- _Your goal_:
Extend the knowledge management passage below by picking up right after its final bullet point.

- _Extracted text_:
Global, mobile, and social phenomena are having a significant impact on how we think about and manage knowledge. We’re seeing interest in the convergence of “our knowledge” and “their knowledge.” Imagine a universal knowledge process that integrates support knowledge, professional services, and customer- and partner-created knowledge. It’s time to start considering integrating vendor-sourced knowledge, across all business disciplines, with crowd-sourced knowledge.

Increasing Value

Knowledge will play an ever-increasing role as an asset in value creation and business success. The three drivers of change we’ve explored in this article all point to the fact that knowledge management in the future will have the following attributes:

  • Multimedia: Knowledge bases are moving from the current form of mostly text to a blend of text, graphics, audio, and video. 
  • Multichannel: The rapid emergence of online communities and social media is expanding our scope of interest well beyond the boundaries of the traditional support organization. We’re moving from a one-to-many model, where a few people create knowledge for everyone else to use, to a many-to-many model where everyone can contribute and everyone can use.

Extracted data entries
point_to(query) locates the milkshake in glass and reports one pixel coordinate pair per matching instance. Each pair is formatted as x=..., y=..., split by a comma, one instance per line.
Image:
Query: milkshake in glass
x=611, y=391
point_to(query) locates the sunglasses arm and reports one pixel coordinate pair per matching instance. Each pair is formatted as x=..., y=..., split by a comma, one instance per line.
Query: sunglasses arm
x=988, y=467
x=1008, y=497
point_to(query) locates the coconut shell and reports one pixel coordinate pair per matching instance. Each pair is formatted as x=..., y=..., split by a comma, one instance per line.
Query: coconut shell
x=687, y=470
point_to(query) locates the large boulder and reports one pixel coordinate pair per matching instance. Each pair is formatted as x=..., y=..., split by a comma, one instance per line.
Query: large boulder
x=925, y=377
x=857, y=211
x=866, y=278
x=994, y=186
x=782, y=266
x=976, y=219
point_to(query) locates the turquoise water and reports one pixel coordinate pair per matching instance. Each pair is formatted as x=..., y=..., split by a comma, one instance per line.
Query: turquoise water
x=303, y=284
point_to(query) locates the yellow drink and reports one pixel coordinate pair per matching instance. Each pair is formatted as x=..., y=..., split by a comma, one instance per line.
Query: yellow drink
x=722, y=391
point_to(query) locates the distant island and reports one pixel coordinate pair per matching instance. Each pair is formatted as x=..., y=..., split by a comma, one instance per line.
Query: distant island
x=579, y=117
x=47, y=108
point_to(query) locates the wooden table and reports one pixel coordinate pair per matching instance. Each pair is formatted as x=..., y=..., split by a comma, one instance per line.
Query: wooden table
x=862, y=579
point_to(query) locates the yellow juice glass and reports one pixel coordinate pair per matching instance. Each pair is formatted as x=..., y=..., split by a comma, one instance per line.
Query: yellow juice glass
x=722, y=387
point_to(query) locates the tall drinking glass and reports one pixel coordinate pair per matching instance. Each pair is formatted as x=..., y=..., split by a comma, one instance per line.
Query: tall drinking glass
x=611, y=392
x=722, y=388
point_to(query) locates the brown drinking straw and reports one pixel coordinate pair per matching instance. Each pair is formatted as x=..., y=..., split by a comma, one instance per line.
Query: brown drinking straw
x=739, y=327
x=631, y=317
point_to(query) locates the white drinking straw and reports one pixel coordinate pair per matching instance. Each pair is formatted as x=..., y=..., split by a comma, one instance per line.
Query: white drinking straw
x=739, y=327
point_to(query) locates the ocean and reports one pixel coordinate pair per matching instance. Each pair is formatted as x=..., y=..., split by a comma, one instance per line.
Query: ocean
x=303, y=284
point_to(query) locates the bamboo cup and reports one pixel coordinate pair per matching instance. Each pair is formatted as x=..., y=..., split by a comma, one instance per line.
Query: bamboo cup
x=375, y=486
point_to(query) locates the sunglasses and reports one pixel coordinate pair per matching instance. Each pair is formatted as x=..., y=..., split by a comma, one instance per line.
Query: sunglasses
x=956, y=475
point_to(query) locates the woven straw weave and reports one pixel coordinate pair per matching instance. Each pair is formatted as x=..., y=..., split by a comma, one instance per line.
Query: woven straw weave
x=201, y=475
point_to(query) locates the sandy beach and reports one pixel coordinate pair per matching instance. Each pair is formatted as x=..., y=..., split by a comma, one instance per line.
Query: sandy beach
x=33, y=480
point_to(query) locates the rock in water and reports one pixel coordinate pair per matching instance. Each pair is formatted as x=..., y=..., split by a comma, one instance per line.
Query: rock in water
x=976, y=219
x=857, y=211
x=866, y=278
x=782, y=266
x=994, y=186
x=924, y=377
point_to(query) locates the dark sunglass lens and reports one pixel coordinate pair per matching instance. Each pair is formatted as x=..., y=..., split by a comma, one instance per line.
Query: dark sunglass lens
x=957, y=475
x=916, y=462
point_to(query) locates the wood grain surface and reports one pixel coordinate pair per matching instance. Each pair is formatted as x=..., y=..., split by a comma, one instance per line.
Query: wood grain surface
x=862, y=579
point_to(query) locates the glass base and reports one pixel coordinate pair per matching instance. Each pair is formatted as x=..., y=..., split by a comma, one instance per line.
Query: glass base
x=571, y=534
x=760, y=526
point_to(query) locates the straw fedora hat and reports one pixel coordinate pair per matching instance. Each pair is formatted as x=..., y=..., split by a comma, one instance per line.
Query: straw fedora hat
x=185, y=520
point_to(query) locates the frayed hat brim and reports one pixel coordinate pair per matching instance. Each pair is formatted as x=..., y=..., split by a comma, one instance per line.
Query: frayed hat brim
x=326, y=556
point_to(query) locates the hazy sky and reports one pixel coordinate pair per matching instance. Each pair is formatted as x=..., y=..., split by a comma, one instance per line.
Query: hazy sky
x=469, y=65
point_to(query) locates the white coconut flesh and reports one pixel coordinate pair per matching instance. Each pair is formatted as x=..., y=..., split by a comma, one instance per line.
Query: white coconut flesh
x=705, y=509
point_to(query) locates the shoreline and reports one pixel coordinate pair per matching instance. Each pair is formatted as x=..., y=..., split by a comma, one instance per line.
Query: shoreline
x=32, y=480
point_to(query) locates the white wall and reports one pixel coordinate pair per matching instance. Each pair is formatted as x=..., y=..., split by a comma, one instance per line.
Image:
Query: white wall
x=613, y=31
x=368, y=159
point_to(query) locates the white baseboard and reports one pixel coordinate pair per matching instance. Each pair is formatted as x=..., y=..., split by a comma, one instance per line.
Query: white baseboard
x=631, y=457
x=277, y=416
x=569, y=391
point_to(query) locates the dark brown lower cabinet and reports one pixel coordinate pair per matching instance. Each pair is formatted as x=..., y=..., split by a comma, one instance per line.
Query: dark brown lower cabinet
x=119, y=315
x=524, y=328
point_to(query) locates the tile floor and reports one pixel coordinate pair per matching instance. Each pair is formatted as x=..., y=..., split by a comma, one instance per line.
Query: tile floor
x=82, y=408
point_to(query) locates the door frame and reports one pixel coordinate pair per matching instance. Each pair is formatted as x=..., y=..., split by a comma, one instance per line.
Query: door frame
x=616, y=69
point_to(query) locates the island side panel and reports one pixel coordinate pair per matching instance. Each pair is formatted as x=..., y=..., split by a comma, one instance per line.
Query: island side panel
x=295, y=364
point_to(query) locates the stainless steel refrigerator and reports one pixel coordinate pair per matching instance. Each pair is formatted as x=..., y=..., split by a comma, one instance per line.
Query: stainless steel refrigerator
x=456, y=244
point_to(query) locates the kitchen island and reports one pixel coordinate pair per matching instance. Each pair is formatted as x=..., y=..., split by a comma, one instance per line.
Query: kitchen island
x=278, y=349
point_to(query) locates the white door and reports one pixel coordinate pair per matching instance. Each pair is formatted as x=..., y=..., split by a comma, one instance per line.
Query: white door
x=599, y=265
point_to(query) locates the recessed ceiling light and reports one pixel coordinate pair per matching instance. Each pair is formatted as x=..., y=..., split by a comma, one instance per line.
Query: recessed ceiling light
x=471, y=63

- _Written response_:
  • Multilingual: With customers and employees around the world, localization and translation of knowledge is becoming a critical competency.

The support organization of the future will look more like a network than a hierarchy. That network will have much greater reach in that it will include employees, partners, and customers. The network will be knowledge-enabled, and it will seek to connect people to knowledge for known issues and people to people for new issues. Every interaction will be an opportunity to improve the relevance of the next interaction, so long as we capture what we learn from those interactions.

 

Greg Oxton is the executive director of the Consortium for Service Innovation, a nonprofit alliance of customer support organizations. The goal of the Consortium is to develop innovative ways to address the challenges of customer service and support, as evidenced by its continued investment in the development and evolution of Knowledge-Centered Support (KCS) and its practices.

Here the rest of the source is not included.